++++ DATA SHOWN ++++

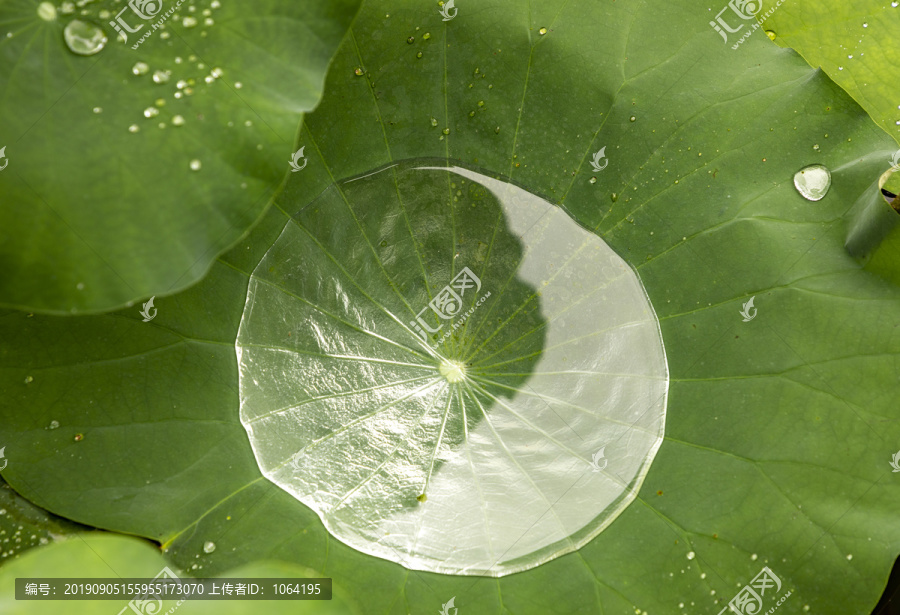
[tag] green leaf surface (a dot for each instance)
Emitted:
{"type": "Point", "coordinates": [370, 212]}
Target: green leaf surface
{"type": "Point", "coordinates": [108, 556]}
{"type": "Point", "coordinates": [854, 42]}
{"type": "Point", "coordinates": [95, 216]}
{"type": "Point", "coordinates": [24, 526]}
{"type": "Point", "coordinates": [779, 428]}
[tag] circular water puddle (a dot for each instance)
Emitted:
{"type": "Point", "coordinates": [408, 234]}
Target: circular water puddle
{"type": "Point", "coordinates": [450, 371]}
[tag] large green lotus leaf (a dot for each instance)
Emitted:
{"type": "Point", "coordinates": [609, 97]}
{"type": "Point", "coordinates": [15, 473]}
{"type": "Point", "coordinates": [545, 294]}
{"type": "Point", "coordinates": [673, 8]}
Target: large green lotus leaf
{"type": "Point", "coordinates": [854, 42]}
{"type": "Point", "coordinates": [106, 556]}
{"type": "Point", "coordinates": [779, 428]}
{"type": "Point", "coordinates": [96, 216]}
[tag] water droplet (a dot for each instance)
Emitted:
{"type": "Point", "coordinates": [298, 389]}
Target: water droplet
{"type": "Point", "coordinates": [47, 11]}
{"type": "Point", "coordinates": [84, 39]}
{"type": "Point", "coordinates": [813, 182]}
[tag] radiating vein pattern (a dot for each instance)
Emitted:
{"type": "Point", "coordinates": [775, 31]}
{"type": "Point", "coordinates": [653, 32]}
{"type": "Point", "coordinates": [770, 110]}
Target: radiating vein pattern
{"type": "Point", "coordinates": [462, 381]}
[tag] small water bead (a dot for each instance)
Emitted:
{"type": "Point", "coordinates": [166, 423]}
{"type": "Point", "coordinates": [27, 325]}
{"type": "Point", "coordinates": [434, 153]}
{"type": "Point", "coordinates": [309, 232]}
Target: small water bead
{"type": "Point", "coordinates": [813, 182]}
{"type": "Point", "coordinates": [47, 11]}
{"type": "Point", "coordinates": [84, 39]}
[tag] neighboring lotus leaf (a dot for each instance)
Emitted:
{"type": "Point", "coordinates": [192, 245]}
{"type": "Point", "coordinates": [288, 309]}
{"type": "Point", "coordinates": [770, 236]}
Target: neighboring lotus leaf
{"type": "Point", "coordinates": [128, 171]}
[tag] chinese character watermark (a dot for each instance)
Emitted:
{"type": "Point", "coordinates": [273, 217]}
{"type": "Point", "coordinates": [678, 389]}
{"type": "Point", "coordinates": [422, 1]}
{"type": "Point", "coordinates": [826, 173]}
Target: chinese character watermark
{"type": "Point", "coordinates": [447, 305]}
{"type": "Point", "coordinates": [750, 600]}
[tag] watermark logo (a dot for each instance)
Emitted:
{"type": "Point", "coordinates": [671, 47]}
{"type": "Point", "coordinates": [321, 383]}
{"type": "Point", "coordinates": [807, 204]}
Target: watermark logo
{"type": "Point", "coordinates": [146, 311]}
{"type": "Point", "coordinates": [748, 311]}
{"type": "Point", "coordinates": [448, 303]}
{"type": "Point", "coordinates": [598, 461]}
{"type": "Point", "coordinates": [448, 608]}
{"type": "Point", "coordinates": [748, 10]}
{"type": "Point", "coordinates": [750, 600]}
{"type": "Point", "coordinates": [297, 156]}
{"type": "Point", "coordinates": [146, 10]}
{"type": "Point", "coordinates": [446, 8]}
{"type": "Point", "coordinates": [598, 156]}
{"type": "Point", "coordinates": [745, 9]}
{"type": "Point", "coordinates": [152, 606]}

++++

GIVEN TASK »
Pictures stay out; reproduce every line of the records exactly.

EXERCISE OUTPUT »
[tag] green leaf surface (a dot for each instance)
Emitted:
{"type": "Point", "coordinates": [370, 212]}
Target: green leaf surface
{"type": "Point", "coordinates": [108, 556]}
{"type": "Point", "coordinates": [854, 42]}
{"type": "Point", "coordinates": [95, 216]}
{"type": "Point", "coordinates": [24, 526]}
{"type": "Point", "coordinates": [779, 428]}
[tag] circular water puddle (a dot for each instance)
Emitted:
{"type": "Point", "coordinates": [408, 234]}
Target: circular water puddle
{"type": "Point", "coordinates": [450, 371]}
[tag] large green lotus leaf (a dot for each instance)
Emitted:
{"type": "Point", "coordinates": [609, 97]}
{"type": "Point", "coordinates": [15, 473]}
{"type": "Point", "coordinates": [545, 294]}
{"type": "Point", "coordinates": [673, 8]}
Target: large green lotus leaf
{"type": "Point", "coordinates": [854, 42]}
{"type": "Point", "coordinates": [106, 556]}
{"type": "Point", "coordinates": [779, 428]}
{"type": "Point", "coordinates": [96, 216]}
[tag] water droplet (a dot for each instance)
Emitted:
{"type": "Point", "coordinates": [298, 389]}
Target: water droplet
{"type": "Point", "coordinates": [47, 11]}
{"type": "Point", "coordinates": [84, 39]}
{"type": "Point", "coordinates": [813, 182]}
[tag] radiating vein pattern (a dot for each instance)
Emitted:
{"type": "Point", "coordinates": [775, 31]}
{"type": "Point", "coordinates": [653, 32]}
{"type": "Point", "coordinates": [770, 110]}
Target: radiating vein pattern
{"type": "Point", "coordinates": [462, 381]}
[tag] small water bead (a dot for each instance)
Emitted:
{"type": "Point", "coordinates": [166, 423]}
{"type": "Point", "coordinates": [27, 325]}
{"type": "Point", "coordinates": [434, 153]}
{"type": "Point", "coordinates": [309, 232]}
Target: small water bead
{"type": "Point", "coordinates": [813, 182]}
{"type": "Point", "coordinates": [47, 11]}
{"type": "Point", "coordinates": [84, 39]}
[tag] neighboring lotus leaf (a dot for each instance)
Emitted:
{"type": "Point", "coordinates": [192, 245]}
{"type": "Point", "coordinates": [288, 309]}
{"type": "Point", "coordinates": [770, 236]}
Target: neighboring lotus leaf
{"type": "Point", "coordinates": [128, 171]}
[tag] chinese character watermark (a dot for each instance)
Emitted:
{"type": "Point", "coordinates": [273, 217]}
{"type": "Point", "coordinates": [678, 389]}
{"type": "Point", "coordinates": [422, 1]}
{"type": "Point", "coordinates": [826, 173]}
Target: chinese character watermark
{"type": "Point", "coordinates": [447, 305]}
{"type": "Point", "coordinates": [750, 600]}
[tag] watermark logo (a dot for each instance)
Emitted:
{"type": "Point", "coordinates": [671, 47]}
{"type": "Point", "coordinates": [321, 383]}
{"type": "Point", "coordinates": [807, 204]}
Target: watermark logo
{"type": "Point", "coordinates": [146, 311]}
{"type": "Point", "coordinates": [748, 311]}
{"type": "Point", "coordinates": [448, 303]}
{"type": "Point", "coordinates": [598, 461]}
{"type": "Point", "coordinates": [448, 608]}
{"type": "Point", "coordinates": [748, 10]}
{"type": "Point", "coordinates": [750, 600]}
{"type": "Point", "coordinates": [297, 156]}
{"type": "Point", "coordinates": [146, 10]}
{"type": "Point", "coordinates": [446, 8]}
{"type": "Point", "coordinates": [598, 156]}
{"type": "Point", "coordinates": [745, 9]}
{"type": "Point", "coordinates": [152, 606]}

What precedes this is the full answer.